ChatGPT just killed the shopping cart.
OpenAI's new Instant Checkout feature transforms every conversation into a potential transaction. Users can now discover, evaluate, and purchase products without ever leaving the chat interface.
The numbers tell the story. ChatGPT's 700 million weekly users creates an unprecedented commerce gateway. That's more traffic than most e-commerce platforms see in a year.
Markets responded immediately. Etsy's stock surged 16% following the announcement, with analysts estimating the partnership could generate $100 million in gross merchandise value.
But the real disruption runs deeper than convenience.
The New Commerce Layer
OpenAI positioned itself as a new type of intermediary. They're not replacing Amazon or Google. They're creating an entirely different commerce layer that sits between intention and action.
Think about the traditional shopping journey. You search, browse, compare, then buy. Each step involves friction, multiple platforms, and decision fatigue.
Conversational commerce collapses that entire funnel into a single interaction.
The technical architecture matters here. OpenAI built this on the Agentic Commerce Protocol, an open-source standard they developed with Stripe. The protocol creates a shared language between businesses and AI agents while preserving existing merchant relationships.
This strategic move prevents platform lock-in while establishing OpenAI as the de facto standard for AI commerce integration.
The Merchant Dilemma
For merchants, the calculation becomes complex. Yes, they maintain their merchant-of-record status and existing payment processing. But they're now paying commission to yet another intermediary in an already crowded value chain.
The early partner list reveals the strategy. Glossier, SKIMS, Spanx, Vuori, and Steve Madden represent premium brands that prioritize customer experience over margin optimization. These companies can absorb additional fees in exchange for access to ChatGPT's massive user base.
But what about smaller merchants already struggling with platform fees from Amazon, Shopify, payment processors, and advertising networks?
The integration requirements tell another story. For Stripe customers, enabling agentic payments requires as little as one line of code. For everyone else, participation means either switching to Stripe or implementing additional API layers.
This creates a subtle but powerful moat around Stripe's payment infrastructure.
Platform Wars Begin
The competitive implications extend far beyond e-commerce. Google's search advertising business faces a fundamental threat when users can complete purchase decisions without ever visiting a search results page. Amazon's product discovery advantage erodes when AI agents can surface relevant products from any connected merchant.
####################
CHECK YOUR UNDERSTANDING:
a: Copy the passage of the Instant Checkout article from "The Merchant Dilemma" up to and including "massive user base.".
b: In the Instant Checkout article, which company did OpenAI develop the Agentic Commerce Protocol with?
####################
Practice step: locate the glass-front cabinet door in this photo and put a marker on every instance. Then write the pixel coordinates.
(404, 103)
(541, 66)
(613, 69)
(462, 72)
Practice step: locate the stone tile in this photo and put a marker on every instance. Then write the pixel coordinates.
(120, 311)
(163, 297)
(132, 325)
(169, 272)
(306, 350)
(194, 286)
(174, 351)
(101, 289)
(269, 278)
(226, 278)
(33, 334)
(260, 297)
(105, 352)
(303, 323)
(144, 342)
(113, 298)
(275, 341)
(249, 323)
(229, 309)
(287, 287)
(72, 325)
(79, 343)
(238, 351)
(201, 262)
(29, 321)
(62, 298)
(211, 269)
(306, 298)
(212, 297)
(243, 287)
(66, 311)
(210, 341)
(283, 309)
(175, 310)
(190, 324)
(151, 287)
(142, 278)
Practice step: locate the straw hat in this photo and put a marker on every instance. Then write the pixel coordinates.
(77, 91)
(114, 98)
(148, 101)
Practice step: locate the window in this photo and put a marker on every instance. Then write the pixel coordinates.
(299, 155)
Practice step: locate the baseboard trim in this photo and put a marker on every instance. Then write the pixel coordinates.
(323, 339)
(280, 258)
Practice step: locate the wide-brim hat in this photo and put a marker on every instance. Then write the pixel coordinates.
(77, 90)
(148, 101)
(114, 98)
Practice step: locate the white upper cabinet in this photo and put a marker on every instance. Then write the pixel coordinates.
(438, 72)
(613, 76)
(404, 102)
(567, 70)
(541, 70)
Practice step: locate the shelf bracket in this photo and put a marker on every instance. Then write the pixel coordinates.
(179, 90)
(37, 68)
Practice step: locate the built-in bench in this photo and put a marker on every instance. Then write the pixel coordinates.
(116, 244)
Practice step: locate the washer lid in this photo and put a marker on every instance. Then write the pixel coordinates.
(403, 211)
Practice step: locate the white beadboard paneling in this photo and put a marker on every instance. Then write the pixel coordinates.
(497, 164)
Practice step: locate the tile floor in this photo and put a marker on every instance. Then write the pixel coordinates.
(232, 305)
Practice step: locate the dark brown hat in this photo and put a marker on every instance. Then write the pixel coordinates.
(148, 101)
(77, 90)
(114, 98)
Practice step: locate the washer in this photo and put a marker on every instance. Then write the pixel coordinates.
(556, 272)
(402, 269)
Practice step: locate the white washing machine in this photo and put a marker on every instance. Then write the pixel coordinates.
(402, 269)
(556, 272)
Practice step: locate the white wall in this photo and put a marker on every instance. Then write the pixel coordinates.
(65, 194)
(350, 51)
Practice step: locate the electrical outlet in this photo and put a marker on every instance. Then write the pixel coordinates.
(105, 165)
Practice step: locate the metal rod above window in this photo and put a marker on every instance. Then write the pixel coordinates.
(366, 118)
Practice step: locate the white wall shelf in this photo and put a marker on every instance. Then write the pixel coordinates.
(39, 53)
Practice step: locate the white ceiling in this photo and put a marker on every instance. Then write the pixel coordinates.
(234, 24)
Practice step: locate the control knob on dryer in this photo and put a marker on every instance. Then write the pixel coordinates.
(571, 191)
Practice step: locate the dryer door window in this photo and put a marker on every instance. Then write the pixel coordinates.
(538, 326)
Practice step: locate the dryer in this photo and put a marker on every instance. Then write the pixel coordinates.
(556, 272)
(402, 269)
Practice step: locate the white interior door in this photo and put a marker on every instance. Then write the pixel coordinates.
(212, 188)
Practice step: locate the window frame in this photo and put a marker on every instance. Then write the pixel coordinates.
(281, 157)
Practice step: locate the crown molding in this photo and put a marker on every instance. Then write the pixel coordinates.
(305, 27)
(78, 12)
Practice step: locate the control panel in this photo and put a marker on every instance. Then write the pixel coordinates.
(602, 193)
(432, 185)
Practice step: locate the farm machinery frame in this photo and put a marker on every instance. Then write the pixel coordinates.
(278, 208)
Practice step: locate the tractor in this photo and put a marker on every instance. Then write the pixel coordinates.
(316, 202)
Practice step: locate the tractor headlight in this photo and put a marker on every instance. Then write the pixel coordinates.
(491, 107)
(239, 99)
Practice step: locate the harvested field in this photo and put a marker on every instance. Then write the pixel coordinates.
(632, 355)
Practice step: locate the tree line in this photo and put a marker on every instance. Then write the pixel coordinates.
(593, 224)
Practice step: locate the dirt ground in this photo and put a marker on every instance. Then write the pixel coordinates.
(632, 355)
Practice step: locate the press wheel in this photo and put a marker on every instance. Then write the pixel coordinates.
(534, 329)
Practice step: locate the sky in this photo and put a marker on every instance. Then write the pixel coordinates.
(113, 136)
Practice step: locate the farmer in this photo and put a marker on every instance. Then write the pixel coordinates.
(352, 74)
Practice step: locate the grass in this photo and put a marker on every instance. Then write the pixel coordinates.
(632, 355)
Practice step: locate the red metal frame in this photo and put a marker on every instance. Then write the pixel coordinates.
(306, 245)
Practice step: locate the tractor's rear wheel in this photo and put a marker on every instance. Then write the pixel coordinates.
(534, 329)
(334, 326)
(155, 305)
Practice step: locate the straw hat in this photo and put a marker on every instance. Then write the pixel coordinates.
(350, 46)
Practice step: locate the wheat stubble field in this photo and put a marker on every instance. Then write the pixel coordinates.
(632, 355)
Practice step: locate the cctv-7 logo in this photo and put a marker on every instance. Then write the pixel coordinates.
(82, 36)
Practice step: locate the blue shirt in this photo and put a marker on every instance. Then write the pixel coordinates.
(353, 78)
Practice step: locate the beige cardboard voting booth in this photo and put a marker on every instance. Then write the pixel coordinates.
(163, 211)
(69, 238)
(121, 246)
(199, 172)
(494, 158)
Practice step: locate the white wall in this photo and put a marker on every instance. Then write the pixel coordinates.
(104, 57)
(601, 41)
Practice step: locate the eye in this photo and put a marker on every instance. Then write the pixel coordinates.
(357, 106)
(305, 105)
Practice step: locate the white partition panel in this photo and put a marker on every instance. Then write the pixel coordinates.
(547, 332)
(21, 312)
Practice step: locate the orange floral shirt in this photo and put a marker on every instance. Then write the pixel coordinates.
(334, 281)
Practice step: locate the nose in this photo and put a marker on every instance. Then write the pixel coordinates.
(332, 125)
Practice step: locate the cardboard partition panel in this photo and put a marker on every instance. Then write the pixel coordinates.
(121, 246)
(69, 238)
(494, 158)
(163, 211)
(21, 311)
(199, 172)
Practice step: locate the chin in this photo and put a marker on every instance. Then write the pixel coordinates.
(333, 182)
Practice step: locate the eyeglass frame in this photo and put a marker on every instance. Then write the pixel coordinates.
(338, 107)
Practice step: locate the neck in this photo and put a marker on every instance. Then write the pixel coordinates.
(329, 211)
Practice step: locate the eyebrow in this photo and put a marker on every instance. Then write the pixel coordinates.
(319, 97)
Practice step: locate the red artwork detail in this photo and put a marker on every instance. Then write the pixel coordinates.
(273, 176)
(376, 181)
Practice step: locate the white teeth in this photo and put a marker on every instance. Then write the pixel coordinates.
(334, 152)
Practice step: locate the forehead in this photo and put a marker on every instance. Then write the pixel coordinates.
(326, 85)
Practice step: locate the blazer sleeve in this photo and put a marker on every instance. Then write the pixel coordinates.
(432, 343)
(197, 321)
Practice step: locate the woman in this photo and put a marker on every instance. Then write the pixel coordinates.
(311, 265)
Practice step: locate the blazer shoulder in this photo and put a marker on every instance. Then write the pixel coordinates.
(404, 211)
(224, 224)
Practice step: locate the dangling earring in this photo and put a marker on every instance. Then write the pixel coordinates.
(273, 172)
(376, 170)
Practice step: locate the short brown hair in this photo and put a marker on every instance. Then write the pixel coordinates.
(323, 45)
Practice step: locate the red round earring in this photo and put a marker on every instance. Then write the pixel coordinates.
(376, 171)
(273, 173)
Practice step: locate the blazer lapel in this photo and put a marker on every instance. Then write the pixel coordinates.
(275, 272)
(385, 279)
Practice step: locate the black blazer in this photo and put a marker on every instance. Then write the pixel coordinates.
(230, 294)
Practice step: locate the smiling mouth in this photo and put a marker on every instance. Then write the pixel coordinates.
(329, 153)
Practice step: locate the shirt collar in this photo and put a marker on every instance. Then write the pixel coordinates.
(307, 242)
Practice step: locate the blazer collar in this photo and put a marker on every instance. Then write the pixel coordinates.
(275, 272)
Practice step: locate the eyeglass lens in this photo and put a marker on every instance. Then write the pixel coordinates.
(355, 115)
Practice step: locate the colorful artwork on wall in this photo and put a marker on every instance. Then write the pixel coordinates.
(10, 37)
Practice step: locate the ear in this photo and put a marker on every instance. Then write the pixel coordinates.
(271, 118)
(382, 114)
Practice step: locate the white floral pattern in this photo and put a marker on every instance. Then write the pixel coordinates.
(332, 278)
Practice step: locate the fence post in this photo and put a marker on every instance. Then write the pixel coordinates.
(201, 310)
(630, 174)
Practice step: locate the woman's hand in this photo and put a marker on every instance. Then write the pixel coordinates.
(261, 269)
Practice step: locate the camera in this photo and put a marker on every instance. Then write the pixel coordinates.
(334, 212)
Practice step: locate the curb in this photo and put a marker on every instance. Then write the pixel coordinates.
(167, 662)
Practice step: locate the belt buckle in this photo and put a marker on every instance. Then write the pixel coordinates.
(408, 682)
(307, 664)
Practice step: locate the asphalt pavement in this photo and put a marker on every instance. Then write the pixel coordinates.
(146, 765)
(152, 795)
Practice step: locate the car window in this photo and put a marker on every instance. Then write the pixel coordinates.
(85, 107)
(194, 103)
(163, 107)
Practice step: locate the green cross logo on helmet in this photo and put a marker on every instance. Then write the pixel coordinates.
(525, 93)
####################
TASK-BY-TASK OUTPUTS:
a:
The Merchant Dilemma
For merchants, the calculation becomes complex. Yes, they maintain their merchant-of-record status and existing payment processing. But they're now paying commission to yet another intermediary in an already crowded value chain.
The early partner list reveals the strategy. Glossier, SKIMS, Spanx, Vuori, and Steve Madden represent premium brands that prioritize customer experience over margin optimization. These companies can absorb additional fees in exchange for access to ChatGPT's massive user base.

b: Stripe